The request
From the rows below, pick out and copy every line that contains the word "wooden".

Material for the task
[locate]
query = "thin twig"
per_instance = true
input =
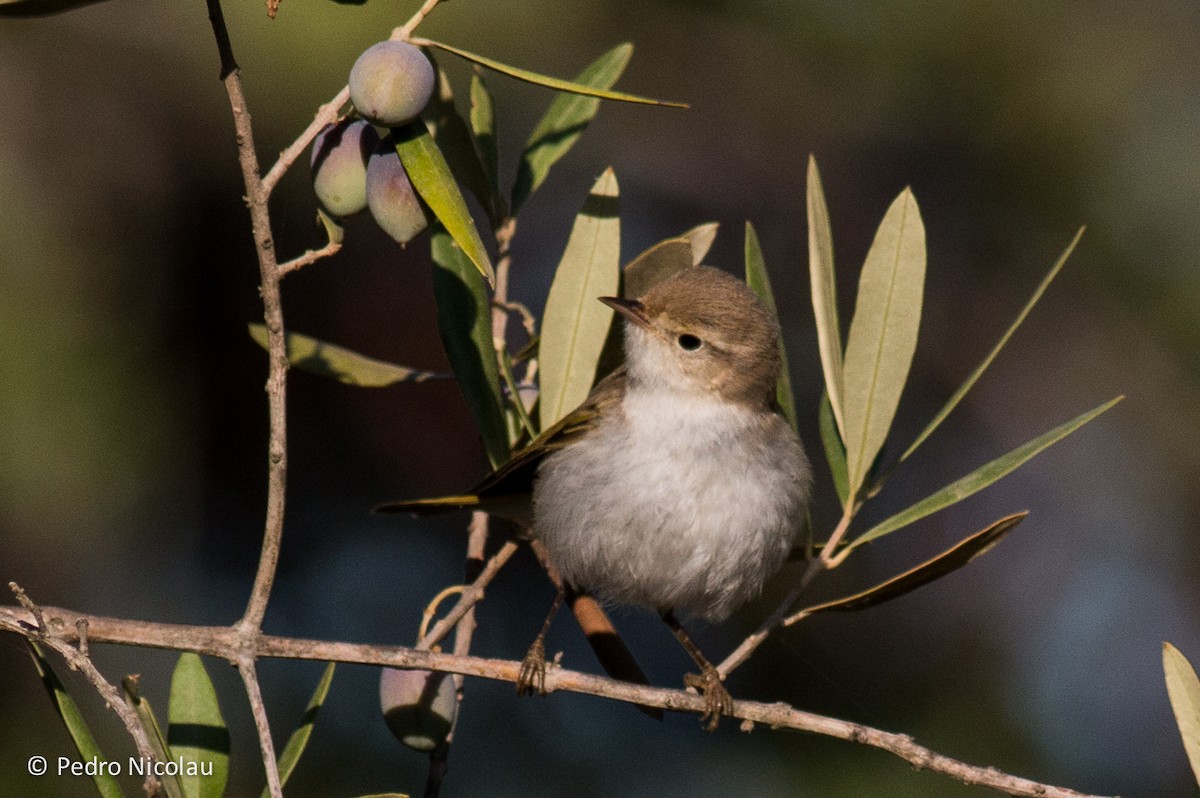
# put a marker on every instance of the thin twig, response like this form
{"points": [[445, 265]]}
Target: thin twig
{"points": [[227, 642]]}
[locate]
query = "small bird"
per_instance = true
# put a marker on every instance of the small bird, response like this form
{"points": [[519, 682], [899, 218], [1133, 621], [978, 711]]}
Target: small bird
{"points": [[677, 485]]}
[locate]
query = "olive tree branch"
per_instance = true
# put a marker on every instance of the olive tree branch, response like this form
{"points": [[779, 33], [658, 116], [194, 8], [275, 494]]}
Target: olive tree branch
{"points": [[226, 642]]}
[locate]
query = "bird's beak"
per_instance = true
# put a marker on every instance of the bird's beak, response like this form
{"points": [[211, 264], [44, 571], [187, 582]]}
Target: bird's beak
{"points": [[630, 309]]}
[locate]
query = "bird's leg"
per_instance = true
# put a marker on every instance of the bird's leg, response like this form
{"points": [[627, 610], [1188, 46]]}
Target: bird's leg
{"points": [[533, 666], [718, 700]]}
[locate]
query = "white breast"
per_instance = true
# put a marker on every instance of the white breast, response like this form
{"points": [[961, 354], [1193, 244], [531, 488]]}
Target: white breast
{"points": [[681, 503]]}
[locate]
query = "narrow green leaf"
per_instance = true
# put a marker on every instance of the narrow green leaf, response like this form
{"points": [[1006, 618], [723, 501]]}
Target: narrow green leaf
{"points": [[149, 723], [574, 87], [982, 477], [196, 731], [456, 142], [1183, 689], [760, 282], [701, 239], [835, 453], [575, 324], [295, 745], [343, 365], [991, 355], [465, 323], [882, 335], [564, 121], [435, 183], [654, 265], [935, 568], [69, 713], [483, 125], [825, 293]]}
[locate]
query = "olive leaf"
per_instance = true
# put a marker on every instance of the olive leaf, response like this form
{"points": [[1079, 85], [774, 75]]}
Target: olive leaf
{"points": [[981, 478], [760, 282], [882, 335], [299, 739], [196, 731], [1183, 690], [575, 325], [69, 713], [465, 324], [432, 179], [564, 121], [345, 365]]}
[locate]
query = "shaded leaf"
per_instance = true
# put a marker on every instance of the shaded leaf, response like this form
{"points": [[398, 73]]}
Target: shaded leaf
{"points": [[299, 739], [935, 568], [343, 365], [149, 723], [882, 335], [701, 239], [196, 731], [456, 142], [564, 121], [435, 183], [991, 355], [483, 125], [1183, 689], [574, 87], [982, 477], [465, 323], [654, 265], [575, 325], [835, 453], [760, 282], [825, 293], [69, 713]]}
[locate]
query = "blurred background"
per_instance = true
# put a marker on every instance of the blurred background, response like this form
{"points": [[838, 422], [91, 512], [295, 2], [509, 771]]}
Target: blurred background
{"points": [[132, 415]]}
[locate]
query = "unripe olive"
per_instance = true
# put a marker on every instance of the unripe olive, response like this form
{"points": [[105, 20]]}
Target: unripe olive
{"points": [[390, 196], [418, 706], [391, 83], [340, 156]]}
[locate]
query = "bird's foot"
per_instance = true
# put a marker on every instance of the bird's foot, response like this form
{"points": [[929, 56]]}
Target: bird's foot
{"points": [[718, 700], [533, 670]]}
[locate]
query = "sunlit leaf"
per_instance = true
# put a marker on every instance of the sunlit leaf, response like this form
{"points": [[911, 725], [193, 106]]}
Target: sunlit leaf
{"points": [[882, 335], [299, 739], [483, 124], [835, 453], [760, 282], [575, 325], [149, 724], [465, 323], [825, 293], [982, 477], [343, 365], [456, 142], [435, 183], [69, 713], [196, 731], [574, 87], [935, 568], [564, 121], [1183, 689], [991, 355]]}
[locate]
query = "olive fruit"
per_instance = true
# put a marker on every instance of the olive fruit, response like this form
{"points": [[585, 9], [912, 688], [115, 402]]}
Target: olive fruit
{"points": [[340, 156], [391, 83], [390, 196], [418, 706]]}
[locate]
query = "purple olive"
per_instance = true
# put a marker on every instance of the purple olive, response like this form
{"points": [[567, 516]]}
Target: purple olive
{"points": [[390, 196], [391, 83], [340, 156], [418, 706]]}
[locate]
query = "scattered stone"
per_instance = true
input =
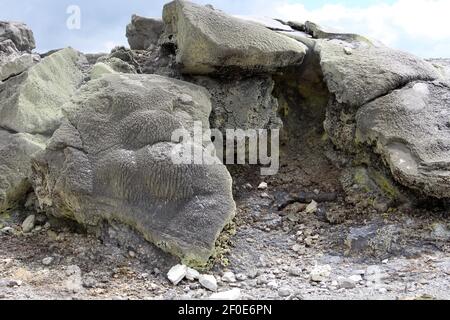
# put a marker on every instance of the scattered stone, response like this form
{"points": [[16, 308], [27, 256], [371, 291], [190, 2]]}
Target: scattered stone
{"points": [[229, 277], [263, 186], [356, 278], [312, 207], [89, 282], [192, 274], [209, 40], [19, 34], [32, 102], [74, 282], [348, 51], [177, 273], [209, 282], [8, 230], [253, 273], [28, 224], [320, 273], [295, 272], [47, 261], [132, 150], [233, 294]]}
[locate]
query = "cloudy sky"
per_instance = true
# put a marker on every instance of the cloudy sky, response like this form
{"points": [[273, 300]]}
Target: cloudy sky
{"points": [[418, 26]]}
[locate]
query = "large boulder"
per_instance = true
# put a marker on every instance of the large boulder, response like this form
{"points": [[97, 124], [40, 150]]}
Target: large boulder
{"points": [[13, 62], [410, 128], [18, 33], [112, 160], [209, 41], [16, 151], [357, 72], [143, 32], [31, 102]]}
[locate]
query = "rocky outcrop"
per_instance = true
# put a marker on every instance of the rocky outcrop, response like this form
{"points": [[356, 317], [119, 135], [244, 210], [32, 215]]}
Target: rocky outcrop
{"points": [[19, 34], [209, 41], [410, 128], [358, 72], [31, 102], [16, 151], [12, 61], [143, 32], [243, 103], [112, 160]]}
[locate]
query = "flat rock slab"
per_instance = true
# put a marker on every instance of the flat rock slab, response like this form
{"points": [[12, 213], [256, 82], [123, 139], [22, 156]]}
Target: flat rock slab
{"points": [[112, 160], [410, 128], [209, 41], [32, 101]]}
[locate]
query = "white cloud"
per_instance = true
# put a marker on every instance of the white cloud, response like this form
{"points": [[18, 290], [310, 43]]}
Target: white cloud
{"points": [[419, 26]]}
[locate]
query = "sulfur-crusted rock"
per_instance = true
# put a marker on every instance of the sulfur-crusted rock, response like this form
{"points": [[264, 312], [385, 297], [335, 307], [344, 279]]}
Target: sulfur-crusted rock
{"points": [[242, 104], [410, 128], [358, 72], [143, 32], [14, 63], [209, 41], [112, 160], [32, 101], [15, 155], [18, 33]]}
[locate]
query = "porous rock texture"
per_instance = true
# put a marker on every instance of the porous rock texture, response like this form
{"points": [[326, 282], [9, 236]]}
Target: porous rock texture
{"points": [[143, 32], [410, 127], [111, 160], [12, 61], [31, 102], [242, 103], [19, 34], [16, 151], [209, 41]]}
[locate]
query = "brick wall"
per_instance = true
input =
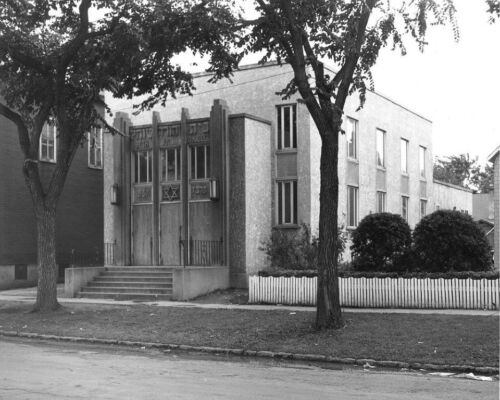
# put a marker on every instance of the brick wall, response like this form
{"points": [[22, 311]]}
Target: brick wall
{"points": [[80, 215]]}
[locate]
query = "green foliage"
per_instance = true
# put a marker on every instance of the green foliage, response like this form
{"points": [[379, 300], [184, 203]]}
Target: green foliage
{"points": [[490, 275], [462, 170], [381, 243], [296, 249], [450, 241]]}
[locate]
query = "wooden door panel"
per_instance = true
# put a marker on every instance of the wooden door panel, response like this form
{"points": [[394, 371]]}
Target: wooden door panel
{"points": [[170, 220], [142, 243]]}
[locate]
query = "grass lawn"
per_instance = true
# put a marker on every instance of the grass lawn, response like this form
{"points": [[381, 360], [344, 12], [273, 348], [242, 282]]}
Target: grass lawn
{"points": [[438, 339]]}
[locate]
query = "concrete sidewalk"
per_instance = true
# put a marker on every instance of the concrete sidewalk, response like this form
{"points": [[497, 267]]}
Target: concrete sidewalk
{"points": [[29, 294]]}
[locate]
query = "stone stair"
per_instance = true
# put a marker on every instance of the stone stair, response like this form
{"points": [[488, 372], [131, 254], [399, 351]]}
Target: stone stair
{"points": [[131, 283]]}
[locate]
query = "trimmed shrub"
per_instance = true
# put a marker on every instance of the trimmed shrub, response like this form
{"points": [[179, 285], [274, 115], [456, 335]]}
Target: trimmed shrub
{"points": [[381, 242], [449, 240], [296, 249]]}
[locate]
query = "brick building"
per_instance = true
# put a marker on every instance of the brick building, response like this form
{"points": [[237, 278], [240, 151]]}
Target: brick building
{"points": [[238, 167], [80, 210]]}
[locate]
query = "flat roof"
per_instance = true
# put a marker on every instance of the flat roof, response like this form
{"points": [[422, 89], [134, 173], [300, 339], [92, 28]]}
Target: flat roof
{"points": [[452, 186], [492, 156], [274, 64]]}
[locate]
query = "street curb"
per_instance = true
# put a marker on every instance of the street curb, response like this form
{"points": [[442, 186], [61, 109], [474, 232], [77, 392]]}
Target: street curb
{"points": [[262, 354]]}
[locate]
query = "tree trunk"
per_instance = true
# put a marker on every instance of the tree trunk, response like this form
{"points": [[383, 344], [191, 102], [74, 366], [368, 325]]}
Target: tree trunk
{"points": [[328, 312], [46, 298]]}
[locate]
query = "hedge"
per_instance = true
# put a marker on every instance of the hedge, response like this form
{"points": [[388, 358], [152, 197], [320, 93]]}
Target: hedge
{"points": [[374, 274]]}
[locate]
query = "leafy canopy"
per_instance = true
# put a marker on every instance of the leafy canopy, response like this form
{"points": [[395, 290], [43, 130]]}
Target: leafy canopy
{"points": [[462, 170]]}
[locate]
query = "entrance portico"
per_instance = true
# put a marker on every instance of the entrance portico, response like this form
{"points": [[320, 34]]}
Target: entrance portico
{"points": [[183, 191]]}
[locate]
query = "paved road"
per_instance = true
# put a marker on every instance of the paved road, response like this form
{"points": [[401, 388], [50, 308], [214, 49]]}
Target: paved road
{"points": [[37, 370]]}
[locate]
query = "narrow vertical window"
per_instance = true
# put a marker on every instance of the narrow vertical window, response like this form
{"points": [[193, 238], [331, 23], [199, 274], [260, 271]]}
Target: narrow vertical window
{"points": [[200, 162], [352, 138], [421, 158], [352, 206], [423, 208], [95, 148], [404, 207], [381, 202], [170, 165], [287, 202], [143, 167], [404, 156], [380, 148], [48, 143], [286, 127]]}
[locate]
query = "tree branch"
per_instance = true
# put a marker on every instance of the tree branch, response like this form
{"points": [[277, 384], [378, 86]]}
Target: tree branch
{"points": [[22, 58]]}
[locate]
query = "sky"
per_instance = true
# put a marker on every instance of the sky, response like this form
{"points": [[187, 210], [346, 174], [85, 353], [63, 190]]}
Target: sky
{"points": [[454, 84]]}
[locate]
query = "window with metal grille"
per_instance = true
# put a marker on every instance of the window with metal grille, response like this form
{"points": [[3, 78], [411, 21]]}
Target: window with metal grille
{"points": [[170, 164], [287, 202], [95, 148], [287, 127], [143, 167], [352, 206], [48, 143], [200, 162]]}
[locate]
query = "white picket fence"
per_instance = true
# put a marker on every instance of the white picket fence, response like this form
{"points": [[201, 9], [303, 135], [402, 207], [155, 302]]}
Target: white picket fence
{"points": [[381, 292]]}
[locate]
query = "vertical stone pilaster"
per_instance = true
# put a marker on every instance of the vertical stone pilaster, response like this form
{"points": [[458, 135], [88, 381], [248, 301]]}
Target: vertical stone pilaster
{"points": [[119, 215], [496, 200], [185, 184], [220, 164], [156, 187]]}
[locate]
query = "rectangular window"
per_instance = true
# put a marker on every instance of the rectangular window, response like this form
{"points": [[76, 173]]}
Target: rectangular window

Response
query = "wooden door panel"
# put a marker on every instance of the wooden door panel, response like this form
Target: wooden door panel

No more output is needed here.